Ссылки для упрощенного доступа

Режиссеры из Ирана и Франции путешествуют на Север


Персонаж Фатолла [«Квартет»] рассказывает о своих преступлениях в деталях таким тоном, будто рассказывает об обычном происшествии
Персонаж Фатолла [«Квартет»] рассказывает о своих преступлениях в деталях таким тоном, будто рассказывает об обычном происшествии

Москву накрыла волна фестивалей: на «Сезоны Станиславского» наступает «Новый европейский театр». Выберем по одному спектаклю из их афиш. Фонд Станиславского привез из Ирана театральную компанию «Мер групп». На ближних подступах к театру, я осознала, что одета во все красное, а этот цвет в иранской традиции символизирует зло.


Хорошо, что времени на переодевание не было, потому что ничего традиционного не было и в спектакле «Квартет: Путешествие на Север». Ну, разве что платки на головах актрис. Их двое. И еще двое мужчин. Луч света выхватывает одного из артистов, и он начинает свой рассказ. Зрители располагаются по четырем сторонам сцены, стало быть, один сектор видит живого актера, а остальные три — его экранное изображение. В паузах на экран проецируются виды Ирана, пейзажи, дома, дороги, автомобили.


Пьеса основана на документальных материалах. Старый мужчина убил своего сына и напал на брата. Молодая женщина зарезала своего любовника. Одни и те же обстоятельства изложены преступниками и свидетелями, как на допросе, и совершенно по-разному. Актеры очень хороши, они знают цену подтекста, все их переживания — страсть, ярость, сочувствие, раскаяние — в выражении глаз, движении рук, в тенях, которые ложатся на лица.


Но главное — сам факт: в Иране есть театр европейского образца. Говорю об этом режиссеру, Амиру Резе Кухестани, он отвечает: «В Иране, как и в других странах, много разных театральных направлений. Кстати, очень сильное влияние на нас оказал русский театр. Это началось в 40-е-50-е годы, когда много молодежи из Ирана училось в СССР. Тогда у нас было поставлено много спектаклей по вашей методике. В основном, как в России и в Англии, театр в Иране опирается на реалистическую драматургию. Чехова или Ибсена играют на больших сценах для большого числа зрителей. Но в последние 10 лет происходили перемены. Ими мы обязаны бывшему Президенту страны, он пришел, скажем так, с левого фланга, свободомыслящий человек. Тогда в театре появилось новое поколение. Оно находилось под серьезным влиянием кинематографа и западных трупп современного танца. Вот, например, Атила, актер, которого вы видели в спектакле. Он — один из наших известнейших режиссеров, лет 18 назад создал экспериментальный театр, в котором играет вся его семья (дети, жена) и приглашенные актеры. Его спектакли совершенно отличаются от того, чего все ждут от иранского театра. Там полно западной музыки, движения, он мало зависит от текста, он не связан с реалистической традицией. Мои работы иранские критики тоже считают экспериментальными, но я — не сторонник деления театра по принципу «традиционный-авангардный».

◆ **ЗАДАНИЯ**:
1 – Верните из статьи об иранском театре точный фрагмент, начиная со слов «Москву накрыла волна» и заканчивая словами «дома, дороги, автомобили.».
2 – Ответьте по статье об иранском театре на три коротких вопроса:
(a) Сколько актрис играет в спектакле «Квартет: Путешествие на Север»?
(b) На чем основана пьеса?
(c) Когда, по словам режиссера, началось влияние русского театра на иранский?
3 – Объясните, опираясь на статью об иранском театре, почему отсутствие времени на переодевание оказалось кстати.

◆ **Сохраненные записи**:
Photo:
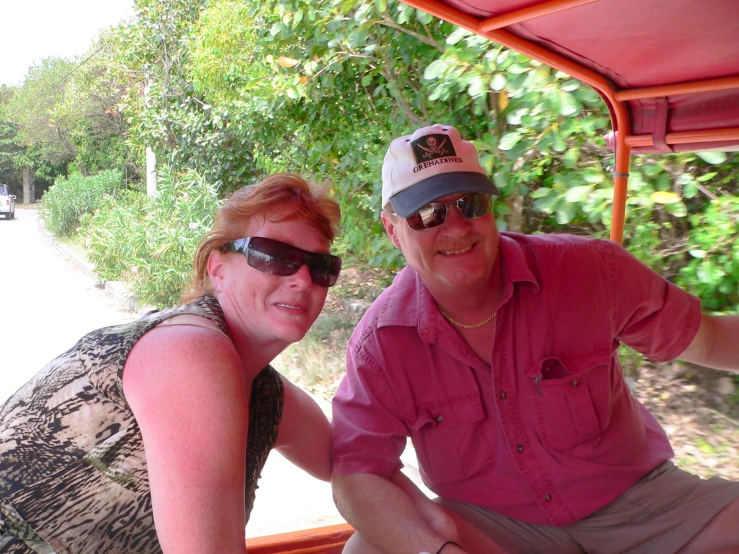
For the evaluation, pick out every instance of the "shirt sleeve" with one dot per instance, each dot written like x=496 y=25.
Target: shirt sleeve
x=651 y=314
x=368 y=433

* * *

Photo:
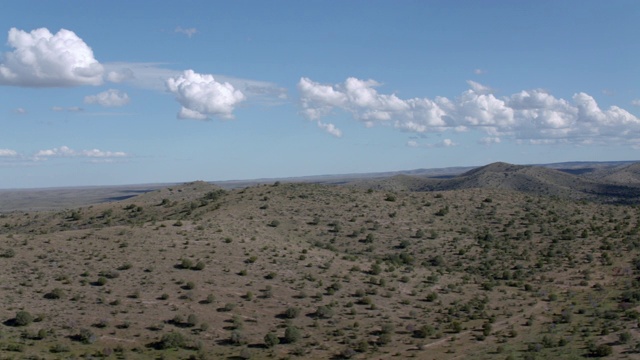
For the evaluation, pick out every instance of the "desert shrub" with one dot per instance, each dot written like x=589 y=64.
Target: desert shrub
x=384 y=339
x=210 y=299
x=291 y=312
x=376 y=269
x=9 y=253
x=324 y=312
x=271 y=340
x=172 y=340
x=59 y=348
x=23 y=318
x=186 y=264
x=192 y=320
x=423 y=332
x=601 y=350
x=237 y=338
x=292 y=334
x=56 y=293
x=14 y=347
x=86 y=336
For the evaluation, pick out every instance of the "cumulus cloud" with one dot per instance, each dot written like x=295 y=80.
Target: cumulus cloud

◆ **ОТВЕТЫ К ЗАДАНИЯМ**:
1 –
Москву накрыла волна фестивалей: на «Сезоны Станиславского» наступает «Новый европейский театр». Выберем по одному спектаклю из их афиш. Фонд Станиславского привез из Ирана театральную компанию «Мер групп». На ближних подступах к театру, я осознала, что одета во все красное, а этот цвет в иранской традиции символизирует зло.


Хорошо, что времени на переодевание не было, потому что ничего традиционного не было и в спектакле «Квартет: Путешествие на Север». Ну, разве что платки на головах актрис. Их двое. И еще двое мужчин. Луч света выхватывает одного из артистов, и он начинает свой рассказ. Зрители располагаются по четырем сторонам сцены, стало быть, один сектор видит живого актера, а остальные три — его экранное изображение. В паузах на экран проецируются виды Ирана, пейзажи, дома, дороги, автомобили.

2 –
(a) Две.
(b) На документальных материалах.
(c) В 40-е–50-е годы, когда много молодежи из Ирана училось в СССР.

3 – По дороге в театр выяснилось, что вся одежда автора красная, а в иранской традиции этот цвет символизирует зло. Но в спектакле тоже не было ничего традиционного, разве что платки на головах актрис.